[Start of section]
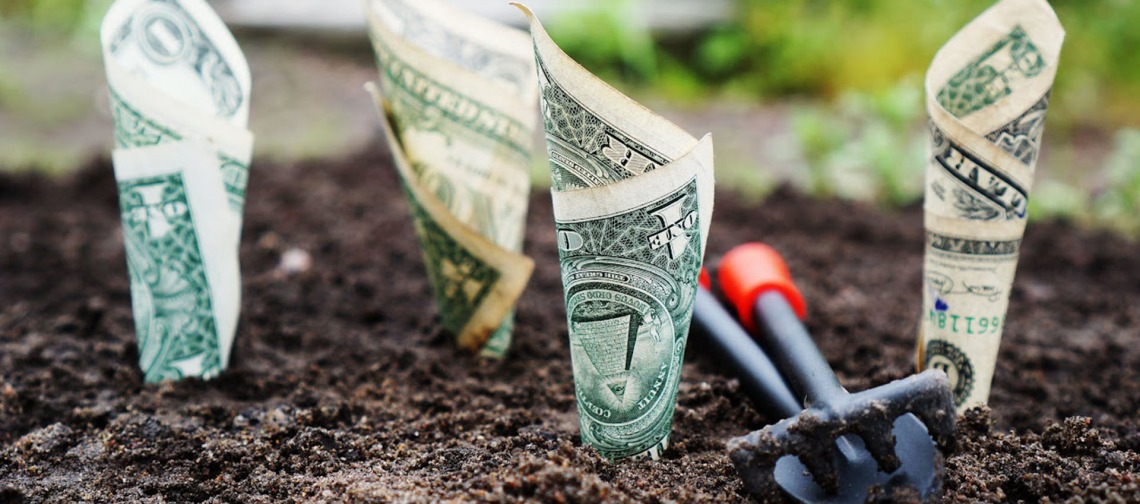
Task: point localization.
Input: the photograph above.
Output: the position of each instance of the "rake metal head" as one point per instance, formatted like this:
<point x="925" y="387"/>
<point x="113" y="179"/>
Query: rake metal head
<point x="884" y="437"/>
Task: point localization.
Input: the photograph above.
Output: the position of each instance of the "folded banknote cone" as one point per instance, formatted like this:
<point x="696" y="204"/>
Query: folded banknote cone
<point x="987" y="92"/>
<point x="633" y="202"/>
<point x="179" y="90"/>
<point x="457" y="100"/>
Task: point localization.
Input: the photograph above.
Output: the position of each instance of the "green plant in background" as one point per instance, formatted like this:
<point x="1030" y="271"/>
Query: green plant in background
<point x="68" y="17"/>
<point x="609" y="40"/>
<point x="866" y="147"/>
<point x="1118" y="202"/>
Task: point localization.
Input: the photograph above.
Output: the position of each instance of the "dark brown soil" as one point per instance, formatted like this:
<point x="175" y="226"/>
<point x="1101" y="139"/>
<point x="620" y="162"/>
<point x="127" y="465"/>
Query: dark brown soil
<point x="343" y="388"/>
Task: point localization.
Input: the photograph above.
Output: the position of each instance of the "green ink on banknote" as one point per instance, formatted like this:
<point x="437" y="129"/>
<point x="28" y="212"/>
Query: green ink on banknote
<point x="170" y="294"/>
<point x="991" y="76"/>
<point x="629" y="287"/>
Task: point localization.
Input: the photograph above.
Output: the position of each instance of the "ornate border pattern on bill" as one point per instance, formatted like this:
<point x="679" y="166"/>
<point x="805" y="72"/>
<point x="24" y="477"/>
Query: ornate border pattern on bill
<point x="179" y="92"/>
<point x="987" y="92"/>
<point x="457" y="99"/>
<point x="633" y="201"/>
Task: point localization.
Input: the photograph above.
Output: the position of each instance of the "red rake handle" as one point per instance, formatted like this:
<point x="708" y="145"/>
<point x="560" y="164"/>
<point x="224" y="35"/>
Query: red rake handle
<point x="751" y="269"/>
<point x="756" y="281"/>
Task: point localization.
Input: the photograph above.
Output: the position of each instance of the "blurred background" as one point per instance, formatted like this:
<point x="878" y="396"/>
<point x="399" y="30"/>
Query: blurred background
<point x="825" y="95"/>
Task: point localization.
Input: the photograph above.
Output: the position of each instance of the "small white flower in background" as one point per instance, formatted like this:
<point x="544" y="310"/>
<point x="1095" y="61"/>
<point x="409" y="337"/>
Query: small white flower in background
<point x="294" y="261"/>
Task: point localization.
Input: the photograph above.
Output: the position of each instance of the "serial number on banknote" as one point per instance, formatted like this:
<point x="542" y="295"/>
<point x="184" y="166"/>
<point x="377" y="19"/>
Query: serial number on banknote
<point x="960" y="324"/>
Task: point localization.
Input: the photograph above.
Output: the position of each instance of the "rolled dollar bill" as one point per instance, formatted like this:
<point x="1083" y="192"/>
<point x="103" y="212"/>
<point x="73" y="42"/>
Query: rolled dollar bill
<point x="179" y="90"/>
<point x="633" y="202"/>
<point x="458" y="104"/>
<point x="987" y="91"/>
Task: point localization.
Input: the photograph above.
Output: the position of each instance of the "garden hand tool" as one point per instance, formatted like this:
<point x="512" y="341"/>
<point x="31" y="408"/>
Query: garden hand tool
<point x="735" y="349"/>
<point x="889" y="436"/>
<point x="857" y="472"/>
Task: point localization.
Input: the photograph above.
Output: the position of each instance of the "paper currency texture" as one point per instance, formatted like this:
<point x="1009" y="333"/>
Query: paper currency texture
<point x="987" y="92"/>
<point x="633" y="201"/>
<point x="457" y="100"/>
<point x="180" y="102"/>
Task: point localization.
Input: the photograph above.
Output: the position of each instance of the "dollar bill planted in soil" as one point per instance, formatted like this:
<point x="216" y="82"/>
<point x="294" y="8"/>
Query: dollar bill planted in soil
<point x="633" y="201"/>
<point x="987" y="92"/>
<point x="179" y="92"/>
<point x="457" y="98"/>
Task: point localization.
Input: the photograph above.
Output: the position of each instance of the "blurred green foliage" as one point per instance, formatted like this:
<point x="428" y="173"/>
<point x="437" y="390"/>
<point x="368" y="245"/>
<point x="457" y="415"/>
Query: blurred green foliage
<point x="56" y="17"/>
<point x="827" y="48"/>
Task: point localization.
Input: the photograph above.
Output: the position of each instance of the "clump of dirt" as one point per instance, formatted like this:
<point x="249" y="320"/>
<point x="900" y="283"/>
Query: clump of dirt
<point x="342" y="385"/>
[End of section]
[Start of section]
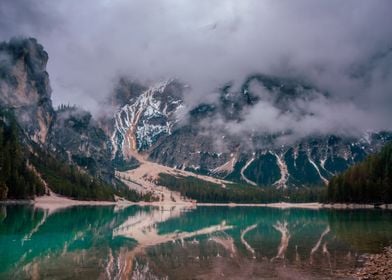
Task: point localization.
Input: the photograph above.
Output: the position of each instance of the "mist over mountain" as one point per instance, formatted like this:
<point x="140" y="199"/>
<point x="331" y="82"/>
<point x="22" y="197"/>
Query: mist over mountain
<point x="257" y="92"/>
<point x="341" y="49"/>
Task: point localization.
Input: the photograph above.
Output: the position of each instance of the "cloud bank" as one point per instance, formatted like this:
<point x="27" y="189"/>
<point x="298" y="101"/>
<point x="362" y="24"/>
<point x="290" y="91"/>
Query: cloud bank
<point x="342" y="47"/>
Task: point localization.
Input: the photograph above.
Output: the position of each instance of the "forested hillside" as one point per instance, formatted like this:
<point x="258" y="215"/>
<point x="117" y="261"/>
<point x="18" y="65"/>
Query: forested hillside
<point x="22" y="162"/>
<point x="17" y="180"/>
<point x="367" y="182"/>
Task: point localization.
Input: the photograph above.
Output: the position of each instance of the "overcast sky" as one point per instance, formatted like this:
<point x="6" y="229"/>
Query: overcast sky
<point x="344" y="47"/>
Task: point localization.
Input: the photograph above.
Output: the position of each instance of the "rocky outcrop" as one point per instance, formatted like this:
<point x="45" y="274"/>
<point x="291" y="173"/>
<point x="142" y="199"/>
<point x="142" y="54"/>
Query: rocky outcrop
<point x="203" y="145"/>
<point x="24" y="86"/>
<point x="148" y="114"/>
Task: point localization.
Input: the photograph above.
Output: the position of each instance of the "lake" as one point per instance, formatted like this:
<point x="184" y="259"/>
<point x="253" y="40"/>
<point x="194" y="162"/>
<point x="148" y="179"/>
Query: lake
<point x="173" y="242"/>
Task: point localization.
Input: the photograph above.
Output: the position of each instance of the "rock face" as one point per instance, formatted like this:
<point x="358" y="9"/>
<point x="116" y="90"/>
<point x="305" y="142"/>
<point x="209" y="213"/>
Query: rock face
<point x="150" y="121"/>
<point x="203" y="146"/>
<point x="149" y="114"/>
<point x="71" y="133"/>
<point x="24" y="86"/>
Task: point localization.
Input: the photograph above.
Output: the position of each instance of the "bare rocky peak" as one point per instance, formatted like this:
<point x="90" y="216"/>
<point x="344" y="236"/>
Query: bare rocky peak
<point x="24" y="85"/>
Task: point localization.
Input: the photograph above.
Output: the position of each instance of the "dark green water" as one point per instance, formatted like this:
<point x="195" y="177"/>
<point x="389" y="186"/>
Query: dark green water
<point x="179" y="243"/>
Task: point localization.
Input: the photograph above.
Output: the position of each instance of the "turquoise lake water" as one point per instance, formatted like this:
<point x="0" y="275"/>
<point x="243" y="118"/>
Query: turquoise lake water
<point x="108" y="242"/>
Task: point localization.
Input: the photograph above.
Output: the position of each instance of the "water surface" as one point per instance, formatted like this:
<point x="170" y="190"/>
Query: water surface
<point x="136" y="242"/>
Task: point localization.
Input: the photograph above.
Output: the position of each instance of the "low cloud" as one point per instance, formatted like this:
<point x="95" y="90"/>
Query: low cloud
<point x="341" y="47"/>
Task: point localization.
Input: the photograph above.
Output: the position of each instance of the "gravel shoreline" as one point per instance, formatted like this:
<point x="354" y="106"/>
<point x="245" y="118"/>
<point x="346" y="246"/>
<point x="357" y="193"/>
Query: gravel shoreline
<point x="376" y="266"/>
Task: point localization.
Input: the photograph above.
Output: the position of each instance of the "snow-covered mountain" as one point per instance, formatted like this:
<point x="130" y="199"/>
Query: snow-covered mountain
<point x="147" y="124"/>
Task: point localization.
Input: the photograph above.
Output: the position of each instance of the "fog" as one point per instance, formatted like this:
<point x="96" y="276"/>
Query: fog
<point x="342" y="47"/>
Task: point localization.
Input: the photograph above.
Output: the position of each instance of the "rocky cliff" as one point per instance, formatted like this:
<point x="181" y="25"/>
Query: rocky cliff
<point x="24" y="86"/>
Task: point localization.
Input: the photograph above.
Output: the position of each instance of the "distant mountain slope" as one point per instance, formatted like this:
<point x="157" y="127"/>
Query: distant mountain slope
[End of section]
HOW TO COMPLETE THIS TASK – From the data, pick out every line that includes "distant".

REPLY TO THE EXERCISE –
Output: the position of each instance of the "distant mountain slope" as one point per instance, formatted like this:
Query: distant mountain slope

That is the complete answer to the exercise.